» **Entries from a point annotation set**:

"""

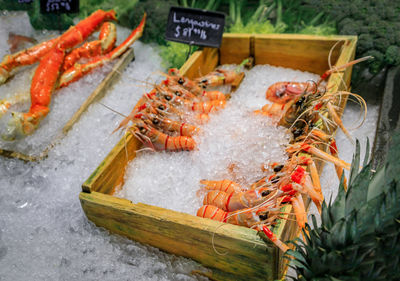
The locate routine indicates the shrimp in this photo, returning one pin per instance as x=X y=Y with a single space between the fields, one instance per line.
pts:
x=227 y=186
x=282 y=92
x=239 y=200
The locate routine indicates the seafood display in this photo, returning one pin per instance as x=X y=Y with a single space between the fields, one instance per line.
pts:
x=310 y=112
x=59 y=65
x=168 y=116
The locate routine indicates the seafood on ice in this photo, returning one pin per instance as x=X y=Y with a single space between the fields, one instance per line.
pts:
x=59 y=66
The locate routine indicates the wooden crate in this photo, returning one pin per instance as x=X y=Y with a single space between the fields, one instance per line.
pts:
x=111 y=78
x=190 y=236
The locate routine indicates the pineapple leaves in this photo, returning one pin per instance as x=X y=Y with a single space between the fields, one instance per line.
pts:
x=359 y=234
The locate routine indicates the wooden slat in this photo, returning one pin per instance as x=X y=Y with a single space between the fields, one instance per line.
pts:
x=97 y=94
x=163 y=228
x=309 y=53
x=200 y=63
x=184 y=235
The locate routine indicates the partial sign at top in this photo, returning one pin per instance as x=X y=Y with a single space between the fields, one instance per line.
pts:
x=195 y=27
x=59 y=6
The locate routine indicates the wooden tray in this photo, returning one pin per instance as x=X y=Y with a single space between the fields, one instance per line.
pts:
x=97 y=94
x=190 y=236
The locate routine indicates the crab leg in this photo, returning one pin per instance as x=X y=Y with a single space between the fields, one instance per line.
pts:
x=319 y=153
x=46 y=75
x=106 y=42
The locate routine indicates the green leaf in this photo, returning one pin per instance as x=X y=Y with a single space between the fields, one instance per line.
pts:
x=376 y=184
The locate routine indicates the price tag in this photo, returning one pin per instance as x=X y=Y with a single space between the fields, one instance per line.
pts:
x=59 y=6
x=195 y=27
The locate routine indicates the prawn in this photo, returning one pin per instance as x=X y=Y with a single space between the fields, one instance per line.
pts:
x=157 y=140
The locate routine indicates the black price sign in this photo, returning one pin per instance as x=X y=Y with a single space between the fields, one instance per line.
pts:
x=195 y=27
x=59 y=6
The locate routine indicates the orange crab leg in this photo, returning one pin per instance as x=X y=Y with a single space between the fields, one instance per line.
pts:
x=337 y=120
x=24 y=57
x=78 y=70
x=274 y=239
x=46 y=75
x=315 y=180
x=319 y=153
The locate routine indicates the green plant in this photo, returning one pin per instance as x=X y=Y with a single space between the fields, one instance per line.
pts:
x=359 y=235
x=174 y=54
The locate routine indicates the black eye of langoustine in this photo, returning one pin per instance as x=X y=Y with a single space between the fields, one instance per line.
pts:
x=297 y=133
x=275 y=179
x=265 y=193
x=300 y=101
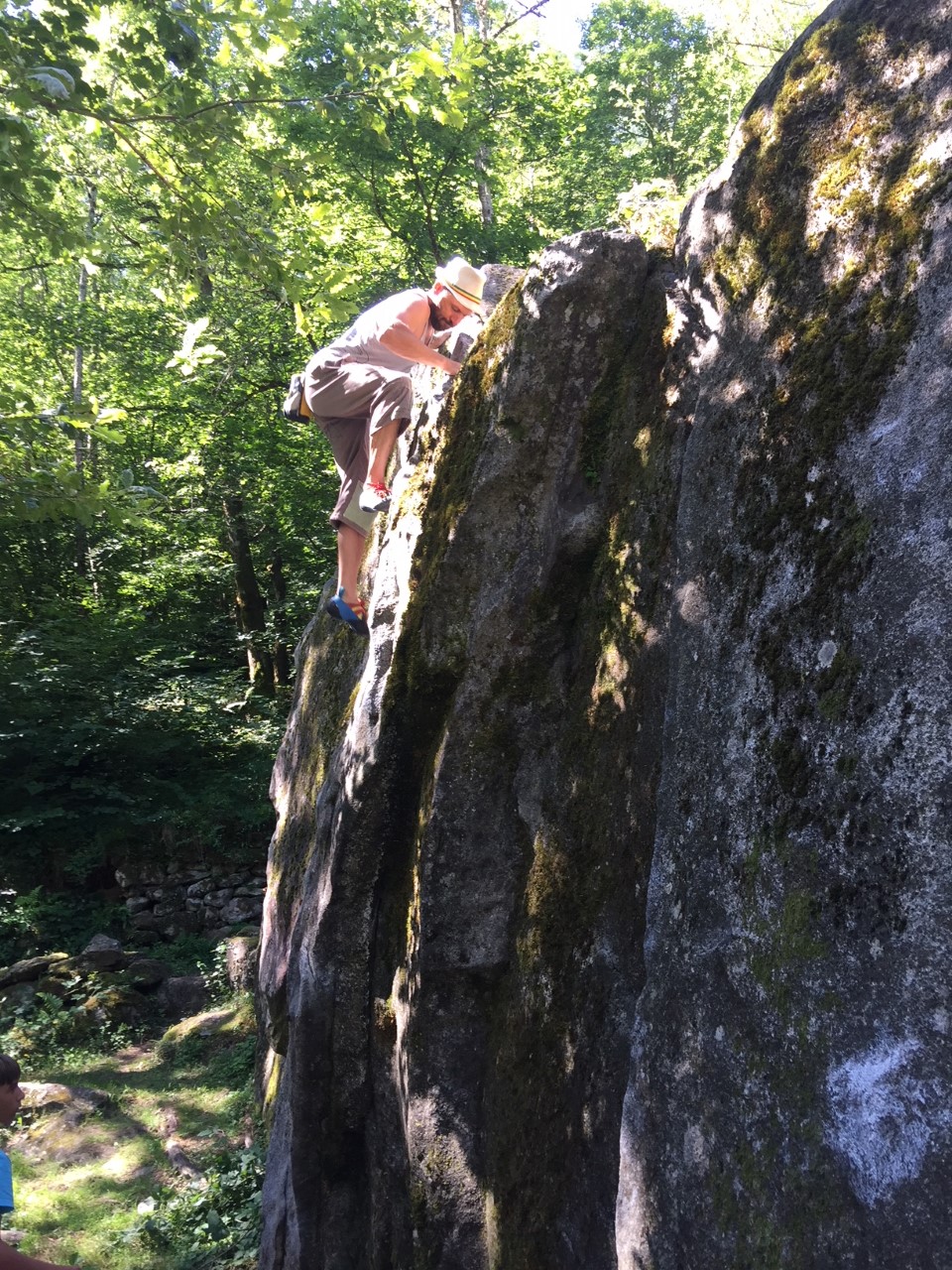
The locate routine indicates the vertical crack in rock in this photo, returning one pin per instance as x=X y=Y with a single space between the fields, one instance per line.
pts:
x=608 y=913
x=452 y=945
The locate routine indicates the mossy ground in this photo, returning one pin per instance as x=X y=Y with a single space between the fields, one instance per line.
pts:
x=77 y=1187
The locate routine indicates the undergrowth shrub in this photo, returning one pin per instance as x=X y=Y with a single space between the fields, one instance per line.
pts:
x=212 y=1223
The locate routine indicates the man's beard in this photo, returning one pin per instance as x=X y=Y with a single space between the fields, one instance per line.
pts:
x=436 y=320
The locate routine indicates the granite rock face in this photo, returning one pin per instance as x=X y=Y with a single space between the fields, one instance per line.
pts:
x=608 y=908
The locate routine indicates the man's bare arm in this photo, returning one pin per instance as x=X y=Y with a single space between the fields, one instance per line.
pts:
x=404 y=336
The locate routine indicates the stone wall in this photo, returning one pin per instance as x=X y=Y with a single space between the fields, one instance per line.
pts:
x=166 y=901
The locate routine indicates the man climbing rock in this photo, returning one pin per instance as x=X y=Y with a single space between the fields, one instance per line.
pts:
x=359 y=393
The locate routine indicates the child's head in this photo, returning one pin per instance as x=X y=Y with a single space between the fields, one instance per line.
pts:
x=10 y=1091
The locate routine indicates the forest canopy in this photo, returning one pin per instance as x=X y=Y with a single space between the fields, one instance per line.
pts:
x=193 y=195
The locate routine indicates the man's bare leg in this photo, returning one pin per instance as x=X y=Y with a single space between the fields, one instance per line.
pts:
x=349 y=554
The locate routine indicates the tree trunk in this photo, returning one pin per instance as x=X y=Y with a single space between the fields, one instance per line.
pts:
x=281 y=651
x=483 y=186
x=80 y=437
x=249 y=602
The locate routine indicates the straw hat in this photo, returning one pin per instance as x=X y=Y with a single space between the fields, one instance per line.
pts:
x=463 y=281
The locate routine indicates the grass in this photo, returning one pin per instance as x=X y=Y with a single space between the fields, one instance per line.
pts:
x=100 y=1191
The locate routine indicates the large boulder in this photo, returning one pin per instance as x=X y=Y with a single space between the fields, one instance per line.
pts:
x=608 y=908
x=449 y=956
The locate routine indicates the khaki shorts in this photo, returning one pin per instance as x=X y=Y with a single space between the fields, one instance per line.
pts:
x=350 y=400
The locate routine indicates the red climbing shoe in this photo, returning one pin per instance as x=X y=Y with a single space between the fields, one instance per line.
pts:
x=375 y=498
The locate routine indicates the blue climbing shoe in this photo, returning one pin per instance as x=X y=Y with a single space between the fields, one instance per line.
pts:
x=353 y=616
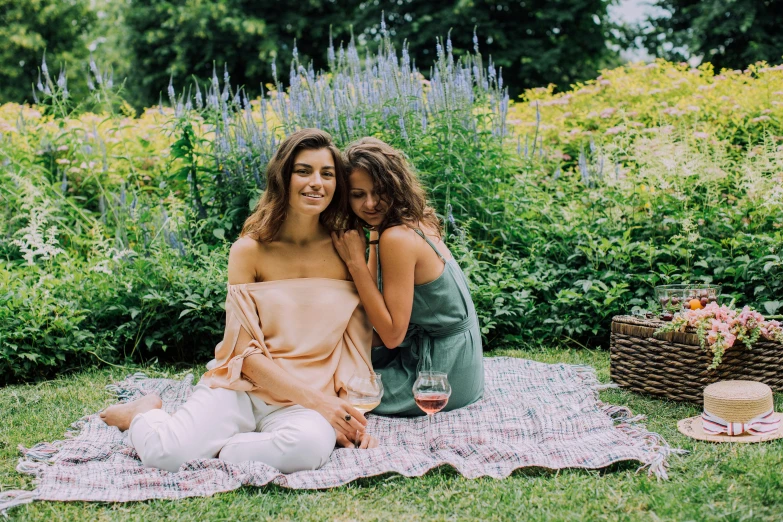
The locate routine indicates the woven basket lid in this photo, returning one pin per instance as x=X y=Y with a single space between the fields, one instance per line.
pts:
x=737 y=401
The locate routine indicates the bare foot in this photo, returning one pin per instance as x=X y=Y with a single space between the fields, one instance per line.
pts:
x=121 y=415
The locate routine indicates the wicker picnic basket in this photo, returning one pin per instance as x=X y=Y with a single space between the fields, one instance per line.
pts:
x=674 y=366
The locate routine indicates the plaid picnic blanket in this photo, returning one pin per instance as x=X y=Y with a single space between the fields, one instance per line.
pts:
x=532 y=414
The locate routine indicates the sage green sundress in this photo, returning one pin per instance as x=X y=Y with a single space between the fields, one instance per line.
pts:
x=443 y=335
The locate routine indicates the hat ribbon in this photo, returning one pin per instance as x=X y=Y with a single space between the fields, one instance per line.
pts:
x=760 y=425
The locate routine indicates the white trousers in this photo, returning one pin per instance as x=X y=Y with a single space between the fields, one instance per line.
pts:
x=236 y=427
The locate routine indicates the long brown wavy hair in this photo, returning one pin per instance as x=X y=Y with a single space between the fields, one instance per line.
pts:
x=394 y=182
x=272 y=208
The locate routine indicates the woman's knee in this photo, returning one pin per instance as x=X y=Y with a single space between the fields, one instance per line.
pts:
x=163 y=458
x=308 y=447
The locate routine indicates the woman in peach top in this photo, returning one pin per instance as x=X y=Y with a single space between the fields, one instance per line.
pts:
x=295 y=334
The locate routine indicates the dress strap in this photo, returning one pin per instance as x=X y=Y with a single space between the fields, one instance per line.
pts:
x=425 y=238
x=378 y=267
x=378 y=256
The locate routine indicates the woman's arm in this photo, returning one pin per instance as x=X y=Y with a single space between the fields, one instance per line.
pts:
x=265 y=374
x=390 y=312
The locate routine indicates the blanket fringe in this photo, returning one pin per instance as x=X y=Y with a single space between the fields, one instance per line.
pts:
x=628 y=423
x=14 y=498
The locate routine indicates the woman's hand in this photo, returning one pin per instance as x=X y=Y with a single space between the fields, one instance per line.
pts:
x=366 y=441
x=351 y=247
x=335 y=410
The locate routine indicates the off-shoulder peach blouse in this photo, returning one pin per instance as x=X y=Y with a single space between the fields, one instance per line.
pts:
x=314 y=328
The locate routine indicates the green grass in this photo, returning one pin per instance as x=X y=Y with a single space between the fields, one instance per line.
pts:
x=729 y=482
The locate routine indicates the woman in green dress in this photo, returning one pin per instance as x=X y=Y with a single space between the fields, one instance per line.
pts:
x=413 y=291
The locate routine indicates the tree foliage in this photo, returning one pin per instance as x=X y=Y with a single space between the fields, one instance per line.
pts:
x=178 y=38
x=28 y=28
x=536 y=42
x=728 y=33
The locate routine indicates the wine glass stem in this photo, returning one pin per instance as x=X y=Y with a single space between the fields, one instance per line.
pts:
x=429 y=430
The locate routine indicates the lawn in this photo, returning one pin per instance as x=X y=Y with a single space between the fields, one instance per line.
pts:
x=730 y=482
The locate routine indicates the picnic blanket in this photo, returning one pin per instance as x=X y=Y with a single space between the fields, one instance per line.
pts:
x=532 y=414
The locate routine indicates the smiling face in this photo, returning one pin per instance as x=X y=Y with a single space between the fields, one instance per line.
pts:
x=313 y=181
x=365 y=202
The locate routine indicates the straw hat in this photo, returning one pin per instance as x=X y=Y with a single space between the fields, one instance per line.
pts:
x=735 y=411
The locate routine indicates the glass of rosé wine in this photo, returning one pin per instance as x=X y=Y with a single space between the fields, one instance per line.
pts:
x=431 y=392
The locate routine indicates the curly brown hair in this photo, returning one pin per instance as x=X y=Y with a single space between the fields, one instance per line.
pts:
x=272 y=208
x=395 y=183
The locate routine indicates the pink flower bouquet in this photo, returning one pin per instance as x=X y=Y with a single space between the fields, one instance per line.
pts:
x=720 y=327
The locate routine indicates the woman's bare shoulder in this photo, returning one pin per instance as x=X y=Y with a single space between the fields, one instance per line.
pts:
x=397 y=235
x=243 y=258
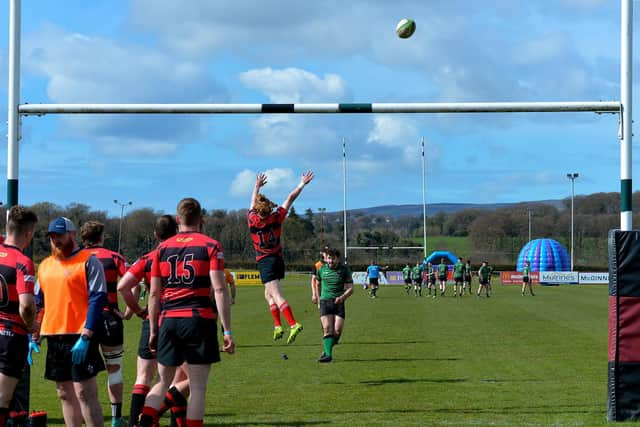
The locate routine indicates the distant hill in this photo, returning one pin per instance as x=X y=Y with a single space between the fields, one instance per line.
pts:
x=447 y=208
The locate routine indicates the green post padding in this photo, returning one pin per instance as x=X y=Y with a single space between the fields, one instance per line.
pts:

"""

» **Your objective**: Rewrite the lines starting with the line containing "The locate routine indicates the vertical" and going on through the line containing "x=212 y=1223", replacing "mossy ground" with "moss-covered ground" and leaving everything else unchanged.

» **Solution to this exercise**:
The locate routine indicates the vertical crack in rock in this photo, returning one pin per instance as x=X y=Y with a single space between the fields, one instance per line.
pts:
x=608 y=913
x=452 y=945
The locate routine indicates the moss-covered ground in this photo, returning one pin per instance as x=X y=Y with a single space between the fields, one instance per line.
pts:
x=77 y=1187
The locate routine indicates the undergrowth shrub in this photo, returning one pin per instance as x=X y=Y with a single space between the fields, one instance per line.
pts:
x=212 y=1223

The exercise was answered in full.